-- What is being asked --
Read the entries below and pull out each line with the string "mask".

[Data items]

┄┄┄┄┄┄┄┄┄┄

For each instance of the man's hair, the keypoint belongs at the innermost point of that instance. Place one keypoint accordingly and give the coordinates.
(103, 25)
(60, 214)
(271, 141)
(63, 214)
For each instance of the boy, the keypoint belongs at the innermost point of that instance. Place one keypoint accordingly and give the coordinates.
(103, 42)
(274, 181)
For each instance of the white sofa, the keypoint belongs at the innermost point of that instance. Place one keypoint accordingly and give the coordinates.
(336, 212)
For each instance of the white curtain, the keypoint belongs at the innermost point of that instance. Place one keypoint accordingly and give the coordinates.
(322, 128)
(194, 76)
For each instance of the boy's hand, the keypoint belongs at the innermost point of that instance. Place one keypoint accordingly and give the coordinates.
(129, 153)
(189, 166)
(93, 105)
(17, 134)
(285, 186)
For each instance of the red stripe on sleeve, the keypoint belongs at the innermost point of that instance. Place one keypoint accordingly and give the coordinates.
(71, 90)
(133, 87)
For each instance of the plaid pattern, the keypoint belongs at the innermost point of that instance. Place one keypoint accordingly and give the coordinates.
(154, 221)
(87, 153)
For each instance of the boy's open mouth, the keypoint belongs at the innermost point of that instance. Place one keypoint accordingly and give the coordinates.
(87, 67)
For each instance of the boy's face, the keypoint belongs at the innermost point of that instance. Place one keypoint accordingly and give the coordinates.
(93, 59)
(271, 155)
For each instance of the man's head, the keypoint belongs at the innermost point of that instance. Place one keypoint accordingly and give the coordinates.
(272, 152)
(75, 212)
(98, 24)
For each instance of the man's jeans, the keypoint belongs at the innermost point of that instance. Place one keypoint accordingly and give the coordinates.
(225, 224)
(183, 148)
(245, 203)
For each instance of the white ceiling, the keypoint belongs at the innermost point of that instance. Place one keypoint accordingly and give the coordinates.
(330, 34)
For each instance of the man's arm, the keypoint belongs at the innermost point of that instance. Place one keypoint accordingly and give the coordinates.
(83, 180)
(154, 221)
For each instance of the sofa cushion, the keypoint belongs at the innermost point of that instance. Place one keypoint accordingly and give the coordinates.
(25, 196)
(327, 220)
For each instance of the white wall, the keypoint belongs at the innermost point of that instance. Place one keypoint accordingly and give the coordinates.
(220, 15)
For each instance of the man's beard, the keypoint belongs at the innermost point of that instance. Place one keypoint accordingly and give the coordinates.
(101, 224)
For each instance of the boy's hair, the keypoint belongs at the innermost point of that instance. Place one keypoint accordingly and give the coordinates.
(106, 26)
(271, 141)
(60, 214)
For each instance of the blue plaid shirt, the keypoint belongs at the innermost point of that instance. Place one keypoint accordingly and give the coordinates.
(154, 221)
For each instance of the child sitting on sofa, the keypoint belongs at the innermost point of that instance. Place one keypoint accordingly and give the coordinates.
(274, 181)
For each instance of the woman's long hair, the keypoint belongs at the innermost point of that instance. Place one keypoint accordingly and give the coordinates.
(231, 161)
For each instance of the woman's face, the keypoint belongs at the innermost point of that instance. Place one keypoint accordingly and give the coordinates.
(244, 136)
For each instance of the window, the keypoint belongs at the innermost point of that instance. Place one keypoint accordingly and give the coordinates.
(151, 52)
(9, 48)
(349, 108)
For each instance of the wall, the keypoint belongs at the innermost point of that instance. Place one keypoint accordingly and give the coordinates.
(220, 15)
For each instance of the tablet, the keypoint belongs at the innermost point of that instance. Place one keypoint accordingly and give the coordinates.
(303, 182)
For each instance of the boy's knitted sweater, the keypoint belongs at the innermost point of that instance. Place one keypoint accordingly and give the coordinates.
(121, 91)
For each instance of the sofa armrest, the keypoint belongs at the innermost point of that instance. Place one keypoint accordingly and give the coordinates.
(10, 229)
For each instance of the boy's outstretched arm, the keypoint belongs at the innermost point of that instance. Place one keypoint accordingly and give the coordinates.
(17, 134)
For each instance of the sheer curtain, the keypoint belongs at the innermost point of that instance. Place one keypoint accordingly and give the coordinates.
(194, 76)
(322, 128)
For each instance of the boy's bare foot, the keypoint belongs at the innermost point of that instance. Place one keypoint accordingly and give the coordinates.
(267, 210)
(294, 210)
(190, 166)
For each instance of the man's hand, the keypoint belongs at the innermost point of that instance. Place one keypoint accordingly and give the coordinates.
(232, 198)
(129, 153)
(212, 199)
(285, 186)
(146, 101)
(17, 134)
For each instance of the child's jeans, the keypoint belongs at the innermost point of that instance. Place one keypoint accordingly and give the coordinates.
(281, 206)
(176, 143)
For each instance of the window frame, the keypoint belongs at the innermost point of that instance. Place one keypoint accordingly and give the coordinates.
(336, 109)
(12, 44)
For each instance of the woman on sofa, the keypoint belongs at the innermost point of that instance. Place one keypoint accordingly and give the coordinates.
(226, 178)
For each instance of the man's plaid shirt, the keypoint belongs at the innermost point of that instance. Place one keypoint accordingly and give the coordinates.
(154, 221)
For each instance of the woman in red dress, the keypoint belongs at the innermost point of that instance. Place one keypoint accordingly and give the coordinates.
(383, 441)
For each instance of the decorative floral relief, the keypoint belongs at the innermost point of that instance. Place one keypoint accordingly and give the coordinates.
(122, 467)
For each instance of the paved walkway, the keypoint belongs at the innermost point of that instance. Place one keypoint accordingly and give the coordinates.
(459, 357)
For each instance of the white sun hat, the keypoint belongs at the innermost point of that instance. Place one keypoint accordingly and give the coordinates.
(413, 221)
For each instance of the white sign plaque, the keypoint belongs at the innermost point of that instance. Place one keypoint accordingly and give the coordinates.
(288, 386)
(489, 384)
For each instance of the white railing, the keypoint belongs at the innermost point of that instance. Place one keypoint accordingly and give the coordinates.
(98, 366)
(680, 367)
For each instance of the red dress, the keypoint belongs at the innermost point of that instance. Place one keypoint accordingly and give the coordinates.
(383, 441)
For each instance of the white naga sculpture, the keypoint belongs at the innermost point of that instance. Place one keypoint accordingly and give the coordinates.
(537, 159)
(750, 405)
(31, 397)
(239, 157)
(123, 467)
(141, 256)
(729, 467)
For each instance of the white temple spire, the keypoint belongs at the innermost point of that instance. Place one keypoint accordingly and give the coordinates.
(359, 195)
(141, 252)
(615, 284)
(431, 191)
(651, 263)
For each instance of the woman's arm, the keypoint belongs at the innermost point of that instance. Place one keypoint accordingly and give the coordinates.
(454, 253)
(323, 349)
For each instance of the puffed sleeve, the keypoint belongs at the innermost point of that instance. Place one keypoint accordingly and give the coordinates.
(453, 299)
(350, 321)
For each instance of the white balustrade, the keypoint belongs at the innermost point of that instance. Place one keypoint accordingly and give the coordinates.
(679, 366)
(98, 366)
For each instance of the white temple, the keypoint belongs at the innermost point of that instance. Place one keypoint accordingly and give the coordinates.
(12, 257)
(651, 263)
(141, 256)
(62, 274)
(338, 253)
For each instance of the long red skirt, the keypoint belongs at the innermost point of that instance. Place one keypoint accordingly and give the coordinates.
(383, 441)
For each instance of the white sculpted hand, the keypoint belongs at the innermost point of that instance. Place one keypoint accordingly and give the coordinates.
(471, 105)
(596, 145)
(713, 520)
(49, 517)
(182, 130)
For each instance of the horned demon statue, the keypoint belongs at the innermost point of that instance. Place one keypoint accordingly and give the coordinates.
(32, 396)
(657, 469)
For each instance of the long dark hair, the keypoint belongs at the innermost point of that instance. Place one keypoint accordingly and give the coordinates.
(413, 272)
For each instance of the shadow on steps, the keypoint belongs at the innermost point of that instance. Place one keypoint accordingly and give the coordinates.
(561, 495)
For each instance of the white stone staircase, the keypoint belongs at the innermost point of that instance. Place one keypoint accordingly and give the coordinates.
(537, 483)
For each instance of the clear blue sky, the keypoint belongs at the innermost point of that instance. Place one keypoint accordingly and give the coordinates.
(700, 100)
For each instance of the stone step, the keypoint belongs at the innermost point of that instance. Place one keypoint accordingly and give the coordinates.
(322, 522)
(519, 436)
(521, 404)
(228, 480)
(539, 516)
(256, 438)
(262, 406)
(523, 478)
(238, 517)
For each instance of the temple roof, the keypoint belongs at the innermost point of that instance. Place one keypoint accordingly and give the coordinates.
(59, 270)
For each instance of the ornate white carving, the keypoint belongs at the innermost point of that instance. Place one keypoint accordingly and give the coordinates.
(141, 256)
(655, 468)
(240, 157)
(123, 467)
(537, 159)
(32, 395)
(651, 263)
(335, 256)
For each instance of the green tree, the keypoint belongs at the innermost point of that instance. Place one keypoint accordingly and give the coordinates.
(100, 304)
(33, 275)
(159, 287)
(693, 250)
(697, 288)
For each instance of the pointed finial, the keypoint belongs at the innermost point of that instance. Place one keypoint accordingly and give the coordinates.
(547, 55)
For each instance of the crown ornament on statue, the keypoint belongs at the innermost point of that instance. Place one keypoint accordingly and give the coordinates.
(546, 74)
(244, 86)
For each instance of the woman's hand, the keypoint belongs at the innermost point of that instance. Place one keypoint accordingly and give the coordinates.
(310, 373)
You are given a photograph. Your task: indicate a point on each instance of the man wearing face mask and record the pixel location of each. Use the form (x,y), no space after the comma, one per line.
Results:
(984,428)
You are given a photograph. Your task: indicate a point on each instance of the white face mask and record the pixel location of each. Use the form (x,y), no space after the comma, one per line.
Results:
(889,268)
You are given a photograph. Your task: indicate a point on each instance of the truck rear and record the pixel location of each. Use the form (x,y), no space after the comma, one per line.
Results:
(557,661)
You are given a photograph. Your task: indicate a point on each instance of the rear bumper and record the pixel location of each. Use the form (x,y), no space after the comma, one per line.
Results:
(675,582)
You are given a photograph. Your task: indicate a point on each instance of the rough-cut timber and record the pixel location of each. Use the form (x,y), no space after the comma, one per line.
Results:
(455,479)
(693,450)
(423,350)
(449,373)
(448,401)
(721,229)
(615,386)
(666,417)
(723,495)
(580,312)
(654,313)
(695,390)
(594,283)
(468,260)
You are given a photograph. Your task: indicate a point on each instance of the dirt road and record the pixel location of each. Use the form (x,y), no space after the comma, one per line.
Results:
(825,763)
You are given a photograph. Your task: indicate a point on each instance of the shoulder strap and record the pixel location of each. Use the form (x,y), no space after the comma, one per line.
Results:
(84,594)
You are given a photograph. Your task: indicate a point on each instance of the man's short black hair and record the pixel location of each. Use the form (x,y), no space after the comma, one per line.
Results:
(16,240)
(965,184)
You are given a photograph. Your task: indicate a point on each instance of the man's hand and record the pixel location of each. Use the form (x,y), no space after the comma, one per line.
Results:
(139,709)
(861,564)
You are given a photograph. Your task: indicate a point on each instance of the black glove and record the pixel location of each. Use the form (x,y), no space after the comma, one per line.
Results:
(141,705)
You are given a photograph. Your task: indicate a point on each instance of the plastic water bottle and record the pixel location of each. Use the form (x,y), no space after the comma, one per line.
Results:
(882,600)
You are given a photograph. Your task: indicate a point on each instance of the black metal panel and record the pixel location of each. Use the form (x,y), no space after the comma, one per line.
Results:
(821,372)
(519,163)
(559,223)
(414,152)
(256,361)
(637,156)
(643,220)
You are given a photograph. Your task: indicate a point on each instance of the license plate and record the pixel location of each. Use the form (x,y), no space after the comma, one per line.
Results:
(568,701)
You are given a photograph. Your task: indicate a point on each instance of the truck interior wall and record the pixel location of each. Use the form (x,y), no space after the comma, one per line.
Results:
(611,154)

┄┄┄┄┄┄┄┄┄┄

-- Solution --
You are given a photograph. Your task: indicate a point on each instance of the man wearing face mask and record the pixel location of each. Use the form (x,y), no space after the comma, one per line.
You are given a photograph. Your task: indicate a point on each instance of the white face mask and record the pixel location of each. Use the form (x,y), no space after the comma, one per line.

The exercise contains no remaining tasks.